EXTRACTED INFORMATION:
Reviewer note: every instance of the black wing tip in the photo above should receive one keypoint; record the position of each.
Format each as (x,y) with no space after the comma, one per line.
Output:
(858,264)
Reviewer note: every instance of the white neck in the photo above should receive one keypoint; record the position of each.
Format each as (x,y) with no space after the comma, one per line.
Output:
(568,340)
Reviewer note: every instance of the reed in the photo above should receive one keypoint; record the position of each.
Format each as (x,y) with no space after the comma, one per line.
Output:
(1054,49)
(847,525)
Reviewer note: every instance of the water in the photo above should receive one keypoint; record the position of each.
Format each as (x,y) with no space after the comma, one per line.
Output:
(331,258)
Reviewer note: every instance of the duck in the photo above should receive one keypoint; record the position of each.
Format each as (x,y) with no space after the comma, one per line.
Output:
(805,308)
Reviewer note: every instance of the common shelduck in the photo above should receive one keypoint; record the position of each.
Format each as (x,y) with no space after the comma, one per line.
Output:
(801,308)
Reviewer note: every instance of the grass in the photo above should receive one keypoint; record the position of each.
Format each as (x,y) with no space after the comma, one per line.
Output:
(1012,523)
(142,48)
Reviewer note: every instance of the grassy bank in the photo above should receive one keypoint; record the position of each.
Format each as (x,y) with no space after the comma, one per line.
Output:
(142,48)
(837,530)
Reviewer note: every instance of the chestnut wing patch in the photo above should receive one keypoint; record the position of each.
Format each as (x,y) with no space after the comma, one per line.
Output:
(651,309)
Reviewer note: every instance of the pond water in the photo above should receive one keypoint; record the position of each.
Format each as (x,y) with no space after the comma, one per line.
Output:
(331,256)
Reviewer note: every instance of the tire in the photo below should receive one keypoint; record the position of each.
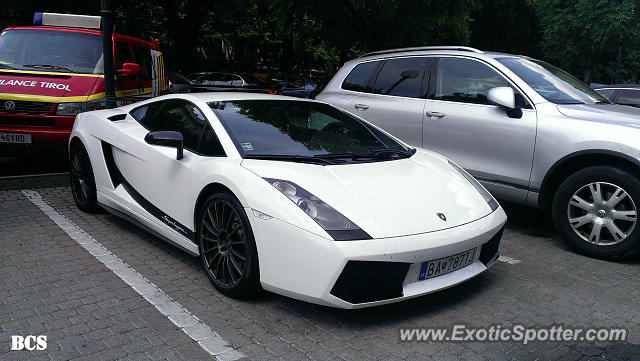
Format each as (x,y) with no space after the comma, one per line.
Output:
(577,199)
(227,246)
(83,184)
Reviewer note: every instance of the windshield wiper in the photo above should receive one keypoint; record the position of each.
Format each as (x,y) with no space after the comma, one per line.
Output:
(374,154)
(49,66)
(379,153)
(292,158)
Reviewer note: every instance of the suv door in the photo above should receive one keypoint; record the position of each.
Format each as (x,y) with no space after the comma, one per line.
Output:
(153,171)
(395,101)
(463,125)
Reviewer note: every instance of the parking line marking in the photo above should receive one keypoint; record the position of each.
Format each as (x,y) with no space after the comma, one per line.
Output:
(509,260)
(191,325)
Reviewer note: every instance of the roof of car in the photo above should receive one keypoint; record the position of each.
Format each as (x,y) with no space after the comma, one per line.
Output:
(424,50)
(225,96)
(620,86)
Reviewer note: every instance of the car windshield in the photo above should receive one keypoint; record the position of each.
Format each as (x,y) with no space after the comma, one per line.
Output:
(300,128)
(51,50)
(554,84)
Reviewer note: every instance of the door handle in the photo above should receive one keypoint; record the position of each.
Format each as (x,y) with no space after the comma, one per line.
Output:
(434,114)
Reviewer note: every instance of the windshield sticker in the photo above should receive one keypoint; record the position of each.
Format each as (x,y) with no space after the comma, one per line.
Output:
(246,146)
(34,83)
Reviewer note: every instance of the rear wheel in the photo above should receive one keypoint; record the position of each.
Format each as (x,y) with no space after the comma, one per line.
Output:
(83,184)
(596,210)
(227,247)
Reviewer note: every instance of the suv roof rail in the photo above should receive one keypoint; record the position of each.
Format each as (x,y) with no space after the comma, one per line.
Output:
(418,48)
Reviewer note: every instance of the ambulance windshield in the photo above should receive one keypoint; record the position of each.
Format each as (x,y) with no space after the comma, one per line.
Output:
(51,51)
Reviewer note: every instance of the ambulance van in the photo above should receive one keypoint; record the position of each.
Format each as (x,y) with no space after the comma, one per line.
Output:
(53,70)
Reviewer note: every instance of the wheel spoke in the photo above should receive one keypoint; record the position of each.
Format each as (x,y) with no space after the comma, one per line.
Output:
(615,198)
(235,265)
(237,254)
(219,214)
(581,203)
(616,232)
(235,229)
(211,265)
(209,229)
(594,237)
(214,224)
(233,278)
(596,192)
(580,221)
(624,215)
(229,219)
(219,266)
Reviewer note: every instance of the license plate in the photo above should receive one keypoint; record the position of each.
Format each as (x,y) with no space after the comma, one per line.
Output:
(18,138)
(446,265)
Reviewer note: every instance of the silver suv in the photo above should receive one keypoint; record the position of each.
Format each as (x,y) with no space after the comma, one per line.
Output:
(530,132)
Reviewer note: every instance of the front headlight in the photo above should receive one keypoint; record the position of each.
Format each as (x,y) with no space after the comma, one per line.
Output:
(70,108)
(485,193)
(333,222)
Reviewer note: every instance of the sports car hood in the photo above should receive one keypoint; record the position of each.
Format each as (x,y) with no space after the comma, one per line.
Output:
(604,113)
(389,198)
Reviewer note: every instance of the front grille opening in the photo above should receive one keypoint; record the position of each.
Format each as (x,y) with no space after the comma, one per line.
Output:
(25,107)
(26,122)
(368,281)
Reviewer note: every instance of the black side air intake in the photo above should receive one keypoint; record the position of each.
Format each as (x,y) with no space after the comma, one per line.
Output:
(490,249)
(368,281)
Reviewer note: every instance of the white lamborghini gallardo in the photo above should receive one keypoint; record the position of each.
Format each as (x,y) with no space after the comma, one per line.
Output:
(292,196)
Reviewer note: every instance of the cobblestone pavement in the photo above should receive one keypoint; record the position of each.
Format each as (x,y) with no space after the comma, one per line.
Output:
(50,285)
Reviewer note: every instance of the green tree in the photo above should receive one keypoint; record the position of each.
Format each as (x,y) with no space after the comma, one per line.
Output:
(583,36)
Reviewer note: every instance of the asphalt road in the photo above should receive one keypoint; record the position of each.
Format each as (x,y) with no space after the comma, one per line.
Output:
(54,284)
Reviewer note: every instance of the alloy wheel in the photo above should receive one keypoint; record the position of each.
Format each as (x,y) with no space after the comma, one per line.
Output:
(602,213)
(224,243)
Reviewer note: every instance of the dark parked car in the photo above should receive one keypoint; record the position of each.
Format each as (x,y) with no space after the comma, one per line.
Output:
(625,94)
(298,86)
(237,82)
(178,83)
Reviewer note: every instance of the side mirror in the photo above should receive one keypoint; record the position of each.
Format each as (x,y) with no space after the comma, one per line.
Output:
(129,69)
(502,96)
(167,139)
(505,97)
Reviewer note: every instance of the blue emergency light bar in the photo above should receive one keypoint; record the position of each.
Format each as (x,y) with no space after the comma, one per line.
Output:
(68,20)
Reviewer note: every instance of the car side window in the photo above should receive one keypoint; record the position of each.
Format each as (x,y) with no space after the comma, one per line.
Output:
(175,115)
(123,54)
(629,97)
(468,81)
(401,77)
(294,83)
(607,93)
(210,144)
(359,77)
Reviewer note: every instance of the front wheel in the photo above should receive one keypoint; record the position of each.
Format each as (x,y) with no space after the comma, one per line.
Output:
(83,184)
(227,247)
(595,210)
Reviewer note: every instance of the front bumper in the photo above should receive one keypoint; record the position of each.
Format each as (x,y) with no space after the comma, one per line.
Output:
(302,265)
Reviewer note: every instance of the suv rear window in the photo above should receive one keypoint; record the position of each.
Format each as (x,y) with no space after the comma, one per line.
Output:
(359,77)
(401,77)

TASK DIRECTIONS: If a line holds a picture, skip the picture and transcribe the rest of the material exactly.

RESULT OF THIS EXERCISE:
Reviewer note: every instance of the black wing tip in the photo above should receive one keypoint; record the position of each.
Format each as (x,y) with no space after the comma, one per line.
Output:
(858,264)
Reviewer note: every instance of the white neck in the photo above should receive one keypoint; record the position of each.
Format each as (x,y) with no space after the comma, one per line.
Output:
(568,340)
Reviewer note: every instance of the reed in the photo above should receive one keypoint; record the position of each.
Format each as (x,y) with no space after the comma, one per line.
Output:
(1054,49)
(847,525)
Reviewer note: every instance of the water in the photo above should receive one keypoint; record the position of each.
Format each as (x,y) with no space after the comma, one per line.
Output:
(331,258)
Reviewer note: every instance of the duck in the photo above should receive one keypoint; record the position of each.
Format each as (x,y) with no space after the comma, one per line.
Output:
(805,308)
Reviewer note: every instance of the common shelduck in the photo above should receive one keypoint; record the position of each.
Format each as (x,y) with no space after the comma, one per line.
Output:
(801,308)
Reviewer note: every instance of the grass in the photo above should receive one keypoint; record the position of each.
Format each as (x,y) with no space after the comma, one per line.
Output:
(1012,523)
(142,48)
Reviewer note: every instance of the grassy bank in the photo above should receive one keypoint; record the position of each.
Format each as (x,y) with no space after the comma, one per line.
Output:
(142,48)
(837,530)
Reviewer note: every instance of the chestnut wing patch in the photo above should receive one keypoint; record the position of each.
Format each as (x,y) with no space after the comma, one per line.
Output:
(651,309)
Reviewer note: every instance of the pond water in the photo above should receive one keypoint; record the position of each.
Format each as (x,y) with no space after the comma, one per line.
Output:
(331,256)
Reviewer note: every instance of the tire in the photo below should receive one keypoint; record the position of each.
Format each as (x,y) with no space after the comma, one per line.
Output:
(577,199)
(227,246)
(83,184)
Reviewer note: every instance of the windshield wiper in the photo above should receive one keypoint; record the position of each.
Format each as (x,y) with no space after the comma, one per line.
Output:
(374,154)
(49,66)
(379,153)
(292,158)
Reviewer note: every instance of the suv door in the photo above should receive one keypoint; record the position of each.
Format each as (x,y) with no space after the comma, one per line.
Output:
(153,171)
(395,101)
(463,125)
Reviewer note: every instance of the parking line marking in the photo above should receive one keypoint; record the position of each.
Format each as (x,y) with no space after the comma, one per line.
Output:
(509,260)
(191,325)
Reviewer note: every instance of the roof of car in the photo above should receive one keypoint; record the position of each.
Format each as (x,y) with no space after the comma, one per line.
Output:
(424,50)
(225,96)
(620,86)
Reviewer note: every instance of the car windshield in the photo above should receive one keypoint; record the position of each.
Format each as (x,y) with no space after the comma, one per line.
Output:
(300,128)
(51,50)
(554,84)
Reviewer note: every instance of the door handle in the photo above should receive one keypoint; record the position of each.
Format each as (x,y) with no space after the comma, one per line.
Output:
(434,114)
Reviewer note: every instance of the windshield sticker in the photo above should receive one keypoint; record the position of each.
Format each as (x,y) with no space after the comma, one per line.
Output:
(246,146)
(34,83)
Reviewer note: every instance of the rear wheel in the photo above should receive one keypoint; record the position of each.
Format each as (x,y) with no space after the comma, one per line.
Output:
(83,184)
(596,210)
(227,247)
Reviewer note: every instance of the suv roof rail in the photo above should receive one keypoint; record the position of each.
Format each as (x,y) with no space after the comma, one per line.
Output:
(418,48)
Reviewer note: every instance of the ambulance windshield in the photo above should receive one keypoint; record the position of each.
Format each as (x,y) with no space after the comma, one per line.
Output:
(51,51)
Reviewer note: every instance of the ambulance van in the photo above should receive one keypoint; record the position of each.
Format each as (x,y) with no space after the comma, one per line.
Output:
(53,70)
Reviewer note: every instance of the wheel spoke in the photo above should receive one keypoint; record the position of each.
Format each as (x,y) with no space after the comma, one per line.
Output:
(615,198)
(235,265)
(237,254)
(219,214)
(581,203)
(616,232)
(235,229)
(211,265)
(209,229)
(594,237)
(214,224)
(233,278)
(596,192)
(580,221)
(624,215)
(229,219)
(219,266)
Reviewer note: every instance of the license plate in the photo above should receive one keypoint; record the position of each.
Format each as (x,y) with no space after the comma, one per line.
Output:
(18,138)
(446,265)
Reviewer note: every instance of the silver suv in the photo above should receive one keypoint; record the position of each.
Format each as (x,y) with no space after the comma, one per line.
Output:
(530,132)
Reviewer note: every instance of the front headlight in the photo above should receive one keypoint; record the position of each.
Format each as (x,y) with no space after the comma, one per line.
Output:
(70,108)
(485,193)
(333,222)
Reviewer note: every instance of the sports car hood in the photo above should receive one keypoint; record the position of each.
Format each as (x,y) with no space after the comma, one per line.
Output:
(604,113)
(389,198)
Reviewer note: every instance of the front grille opening in the photo above should receive one keypoint; record the position of each.
Format each as (x,y) with no space after the comma, one per line.
Output:
(25,107)
(26,122)
(368,281)
Reviewer note: every instance of the black side air intake in the photo above should receive one keypoint; record the position of each.
Format each as (x,y) with no space after the comma, one per line.
Output:
(490,249)
(368,281)
Reviewer note: every instance of the white lamborghini gallardo in the photo above should receive one keypoint; record the position of each.
Format each as (x,y) with no space after the comma, one per line.
Output:
(292,196)
Reviewer note: every instance of the cobblestone pavement in the photo above should receive one keypoint; record the position of each.
Format each as (x,y) with no space after the comma, one per line.
Output:
(50,285)
Reviewer note: every instance of the green tree in the photo above should receive one keypoint; record the position of each.
Format each as (x,y) with no space after the comma, one per line.
Output:
(583,36)
Reviewer note: every instance of the asphalt road in the photo above should receive one keypoint; record the position of each.
Format each as (x,y) with no space after the comma, one per line.
Output:
(54,284)
Reviewer note: every instance of the alloy wheel in the photo above should receive one keypoint; record the position of each.
Format each as (x,y) with no space after the comma, one per line.
Output:
(602,213)
(224,243)
Reviewer note: every instance of the dark parked car in the photo above should receive one keypoint; record the position of each.
Format each as (x,y) with no space after the comma, one per line.
Output:
(625,94)
(298,86)
(237,82)
(178,83)
Reviewer note: every instance of the side mirror in the photo above should receive one keypoint; record the position of each.
Format each as (x,y) with no space after the comma, one per line.
Output:
(129,69)
(502,96)
(167,139)
(505,97)
Reviewer note: every instance of the blue emergency light bar in the photo above should receive one keypoint; record the position of each.
Format each as (x,y) with no space after the comma, one per line.
Output:
(68,20)
Reviewer note: every instance of the car side window in the photo above should receive one keypoint; record the position of each.
Format each as (x,y) with no space after the comma, one per line.
Output:
(175,115)
(123,54)
(629,97)
(468,81)
(401,77)
(294,83)
(607,93)
(210,144)
(359,77)
Reviewer note: every instance of the front wheel in the photo above should receive one keypoint; record the position of each.
Format each as (x,y) with no space after the comma, one per line.
Output:
(83,184)
(227,247)
(595,210)
Reviewer note: every instance of the front bumper in the photo above should receive one keypoint; record the position of each.
Format each as (x,y) with no space after the comma, one per line.
Output:
(302,265)
Reviewer note: every instance of the suv rear window in the photo above should receive one keypoint; record the position of each.
Format each as (x,y) with no space after the comma, one per line.
Output:
(359,77)
(401,77)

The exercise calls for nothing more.